[Entries provided start]

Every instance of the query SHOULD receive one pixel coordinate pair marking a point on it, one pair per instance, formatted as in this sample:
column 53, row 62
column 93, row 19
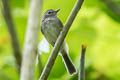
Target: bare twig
column 60, row 40
column 11, row 26
column 82, row 64
column 31, row 41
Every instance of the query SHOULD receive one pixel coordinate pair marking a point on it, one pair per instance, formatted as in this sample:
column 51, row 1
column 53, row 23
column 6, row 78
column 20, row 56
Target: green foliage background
column 96, row 25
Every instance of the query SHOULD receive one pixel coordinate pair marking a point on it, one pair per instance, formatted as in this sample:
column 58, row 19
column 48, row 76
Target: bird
column 51, row 26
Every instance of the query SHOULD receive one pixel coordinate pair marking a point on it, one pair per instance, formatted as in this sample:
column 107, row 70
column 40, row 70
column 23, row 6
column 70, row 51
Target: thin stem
column 82, row 64
column 31, row 41
column 12, row 31
column 60, row 40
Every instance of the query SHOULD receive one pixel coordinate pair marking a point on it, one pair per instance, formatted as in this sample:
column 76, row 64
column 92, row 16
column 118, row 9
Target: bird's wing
column 60, row 24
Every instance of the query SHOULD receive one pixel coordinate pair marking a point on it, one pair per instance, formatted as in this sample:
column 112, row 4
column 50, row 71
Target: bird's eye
column 49, row 12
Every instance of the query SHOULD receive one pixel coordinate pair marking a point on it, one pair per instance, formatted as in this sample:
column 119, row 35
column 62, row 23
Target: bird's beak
column 56, row 11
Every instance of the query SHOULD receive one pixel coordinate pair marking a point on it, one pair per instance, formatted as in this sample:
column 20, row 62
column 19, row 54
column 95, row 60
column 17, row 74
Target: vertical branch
column 11, row 26
column 82, row 64
column 31, row 41
column 39, row 65
column 60, row 40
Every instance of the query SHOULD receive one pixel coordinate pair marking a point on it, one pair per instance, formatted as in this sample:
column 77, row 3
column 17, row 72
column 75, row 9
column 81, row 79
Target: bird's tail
column 67, row 61
column 69, row 65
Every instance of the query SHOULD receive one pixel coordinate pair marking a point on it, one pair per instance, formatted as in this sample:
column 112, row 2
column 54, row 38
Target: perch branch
column 31, row 41
column 60, row 40
column 82, row 64
column 11, row 28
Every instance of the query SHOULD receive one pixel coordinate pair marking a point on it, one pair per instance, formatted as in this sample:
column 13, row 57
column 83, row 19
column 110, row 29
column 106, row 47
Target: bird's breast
column 51, row 30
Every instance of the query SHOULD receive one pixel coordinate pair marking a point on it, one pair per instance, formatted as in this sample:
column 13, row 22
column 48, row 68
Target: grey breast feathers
column 51, row 28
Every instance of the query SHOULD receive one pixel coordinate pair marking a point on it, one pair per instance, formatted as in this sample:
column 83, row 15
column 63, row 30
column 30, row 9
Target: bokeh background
column 97, row 25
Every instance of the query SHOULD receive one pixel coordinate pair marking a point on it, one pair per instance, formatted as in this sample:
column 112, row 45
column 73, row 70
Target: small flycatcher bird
column 51, row 27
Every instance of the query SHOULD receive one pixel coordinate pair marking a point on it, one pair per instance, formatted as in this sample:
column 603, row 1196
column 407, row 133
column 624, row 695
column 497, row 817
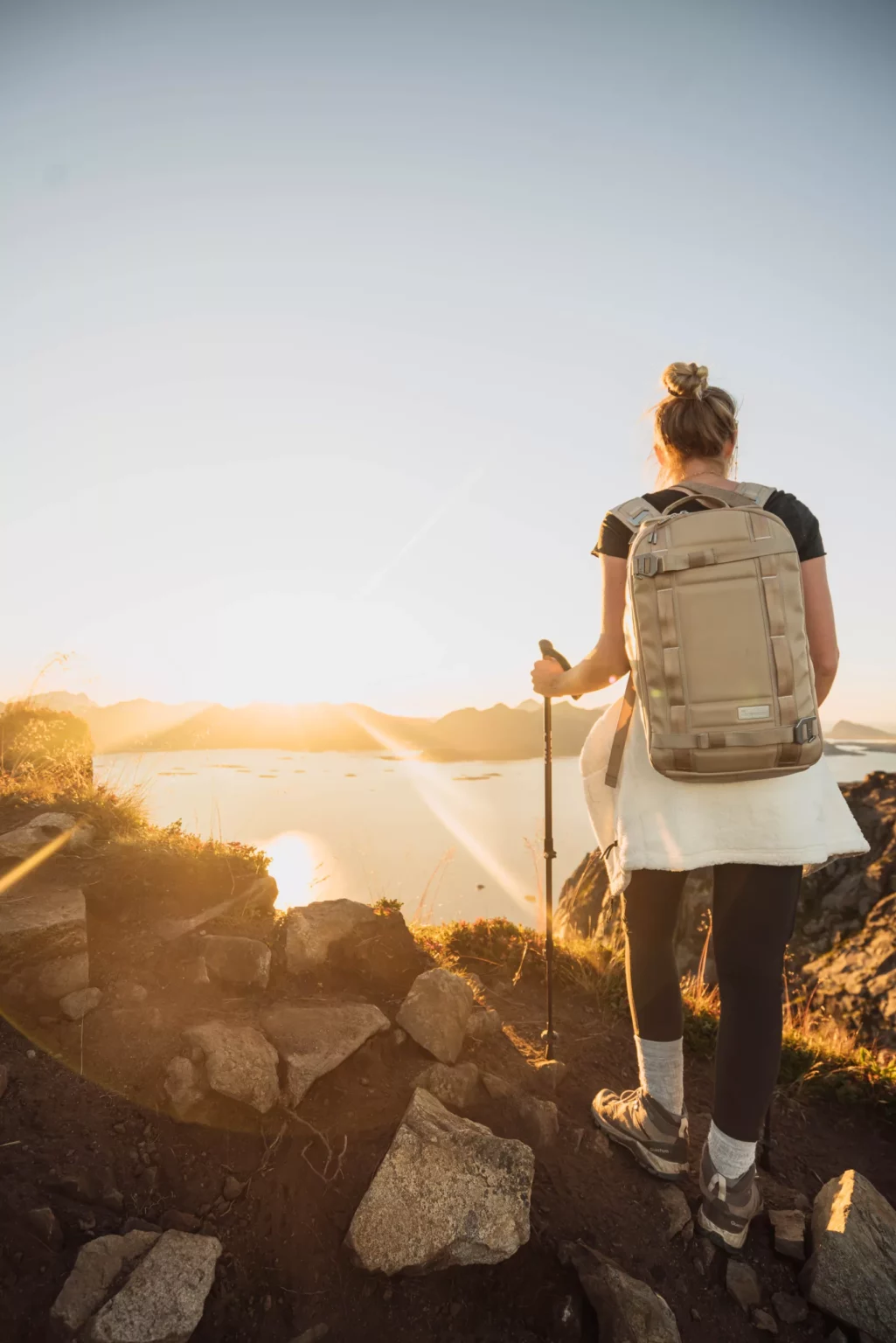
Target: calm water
column 450, row 841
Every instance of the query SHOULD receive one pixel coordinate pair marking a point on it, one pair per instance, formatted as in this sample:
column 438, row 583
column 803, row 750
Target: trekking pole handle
column 550, row 651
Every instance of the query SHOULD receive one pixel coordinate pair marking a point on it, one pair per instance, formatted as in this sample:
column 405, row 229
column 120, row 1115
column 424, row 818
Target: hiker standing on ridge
column 715, row 595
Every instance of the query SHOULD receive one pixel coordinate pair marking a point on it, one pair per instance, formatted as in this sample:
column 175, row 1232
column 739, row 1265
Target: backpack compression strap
column 745, row 491
column 635, row 511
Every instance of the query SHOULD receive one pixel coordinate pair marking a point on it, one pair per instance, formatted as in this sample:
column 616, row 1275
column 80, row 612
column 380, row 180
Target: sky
column 328, row 331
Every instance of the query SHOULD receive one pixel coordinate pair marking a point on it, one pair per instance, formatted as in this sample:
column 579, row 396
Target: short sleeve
column 615, row 539
column 801, row 523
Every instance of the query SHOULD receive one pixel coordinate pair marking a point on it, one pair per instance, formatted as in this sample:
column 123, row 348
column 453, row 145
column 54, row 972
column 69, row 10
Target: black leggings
column 753, row 920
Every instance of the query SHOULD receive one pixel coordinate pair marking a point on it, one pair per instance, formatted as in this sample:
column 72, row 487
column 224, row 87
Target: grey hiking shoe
column 638, row 1122
column 728, row 1207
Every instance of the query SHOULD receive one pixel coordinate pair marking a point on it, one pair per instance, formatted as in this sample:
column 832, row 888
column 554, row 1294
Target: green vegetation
column 46, row 766
column 817, row 1062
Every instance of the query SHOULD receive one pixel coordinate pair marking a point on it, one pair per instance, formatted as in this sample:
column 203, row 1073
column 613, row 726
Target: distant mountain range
column 846, row 731
column 497, row 734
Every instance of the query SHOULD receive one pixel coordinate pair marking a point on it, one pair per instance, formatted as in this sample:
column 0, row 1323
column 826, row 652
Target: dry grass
column 820, row 1060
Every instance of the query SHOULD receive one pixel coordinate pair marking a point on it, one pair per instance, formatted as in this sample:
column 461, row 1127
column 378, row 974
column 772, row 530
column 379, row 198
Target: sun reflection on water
column 297, row 866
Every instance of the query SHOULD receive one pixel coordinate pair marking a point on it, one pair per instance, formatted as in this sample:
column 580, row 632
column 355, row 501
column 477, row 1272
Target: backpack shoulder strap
column 758, row 493
column 635, row 511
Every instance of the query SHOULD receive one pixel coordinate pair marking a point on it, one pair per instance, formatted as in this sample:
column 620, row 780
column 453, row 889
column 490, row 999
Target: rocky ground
column 843, row 957
column 225, row 1124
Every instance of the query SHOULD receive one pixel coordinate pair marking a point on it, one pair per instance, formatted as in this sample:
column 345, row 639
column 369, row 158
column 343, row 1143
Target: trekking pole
column 550, row 1034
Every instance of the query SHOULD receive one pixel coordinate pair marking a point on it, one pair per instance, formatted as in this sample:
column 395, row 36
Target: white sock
column 661, row 1072
column 730, row 1155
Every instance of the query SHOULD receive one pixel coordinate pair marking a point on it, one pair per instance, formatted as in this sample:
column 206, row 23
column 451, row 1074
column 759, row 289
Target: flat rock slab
column 446, row 1193
column 164, row 1298
column 852, row 1270
column 39, row 832
column 628, row 1310
column 238, row 961
column 95, row 1270
column 77, row 1005
column 312, row 929
column 435, row 1012
column 240, row 1062
column 45, row 929
column 313, row 1041
column 260, row 894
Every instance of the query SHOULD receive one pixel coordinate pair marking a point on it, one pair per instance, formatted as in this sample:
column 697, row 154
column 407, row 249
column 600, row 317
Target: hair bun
column 685, row 379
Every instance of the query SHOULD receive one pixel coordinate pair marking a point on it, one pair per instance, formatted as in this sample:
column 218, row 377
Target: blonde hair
column 693, row 421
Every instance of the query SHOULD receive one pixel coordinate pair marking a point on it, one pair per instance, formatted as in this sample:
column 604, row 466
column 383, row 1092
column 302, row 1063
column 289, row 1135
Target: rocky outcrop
column 40, row 831
column 164, row 1298
column 257, row 894
column 95, row 1270
column 313, row 1041
column 312, row 929
column 628, row 1310
column 435, row 1012
column 446, row 1193
column 242, row 962
column 852, row 1270
column 43, row 942
column 856, row 982
column 240, row 1062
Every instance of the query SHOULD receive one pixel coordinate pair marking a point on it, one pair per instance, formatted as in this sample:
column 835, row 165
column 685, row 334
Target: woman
column 756, row 836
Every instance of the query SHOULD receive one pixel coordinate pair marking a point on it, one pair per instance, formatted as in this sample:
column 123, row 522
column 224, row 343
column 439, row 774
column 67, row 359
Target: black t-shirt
column 800, row 521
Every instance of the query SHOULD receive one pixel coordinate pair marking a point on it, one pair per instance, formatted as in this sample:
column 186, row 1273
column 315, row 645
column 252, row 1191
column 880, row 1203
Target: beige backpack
column 716, row 637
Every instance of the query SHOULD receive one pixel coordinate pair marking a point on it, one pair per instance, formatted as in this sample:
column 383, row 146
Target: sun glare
column 297, row 866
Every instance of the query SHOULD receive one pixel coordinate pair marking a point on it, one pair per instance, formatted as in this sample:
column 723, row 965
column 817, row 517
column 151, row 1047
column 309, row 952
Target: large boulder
column 237, row 961
column 628, row 1310
column 446, row 1193
column 164, row 1298
column 95, row 1270
column 312, row 929
column 385, row 952
column 852, row 1270
column 185, row 1085
column 435, row 1012
column 240, row 1062
column 312, row 1041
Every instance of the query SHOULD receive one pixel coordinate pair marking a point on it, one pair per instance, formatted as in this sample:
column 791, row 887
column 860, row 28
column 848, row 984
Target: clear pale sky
column 327, row 331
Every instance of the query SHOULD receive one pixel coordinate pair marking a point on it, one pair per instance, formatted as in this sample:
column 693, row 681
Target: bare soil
column 87, row 1105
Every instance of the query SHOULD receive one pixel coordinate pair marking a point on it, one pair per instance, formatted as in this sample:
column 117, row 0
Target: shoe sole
column 658, row 1166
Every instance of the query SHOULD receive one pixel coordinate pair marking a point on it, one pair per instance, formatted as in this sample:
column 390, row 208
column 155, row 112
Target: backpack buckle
column 646, row 566
column 805, row 729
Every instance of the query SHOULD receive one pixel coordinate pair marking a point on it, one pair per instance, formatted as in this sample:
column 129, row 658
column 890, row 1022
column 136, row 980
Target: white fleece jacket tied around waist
column 650, row 821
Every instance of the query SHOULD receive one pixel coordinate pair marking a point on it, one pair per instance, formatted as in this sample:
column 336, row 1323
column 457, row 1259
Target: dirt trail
column 284, row 1268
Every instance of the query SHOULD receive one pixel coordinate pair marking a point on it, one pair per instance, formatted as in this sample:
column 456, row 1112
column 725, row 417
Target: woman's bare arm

[Entries provided end]

Exercise prompt: Count how many lines of the entries above contain the string "green", with case counting, and reply with only that number.

In response: 2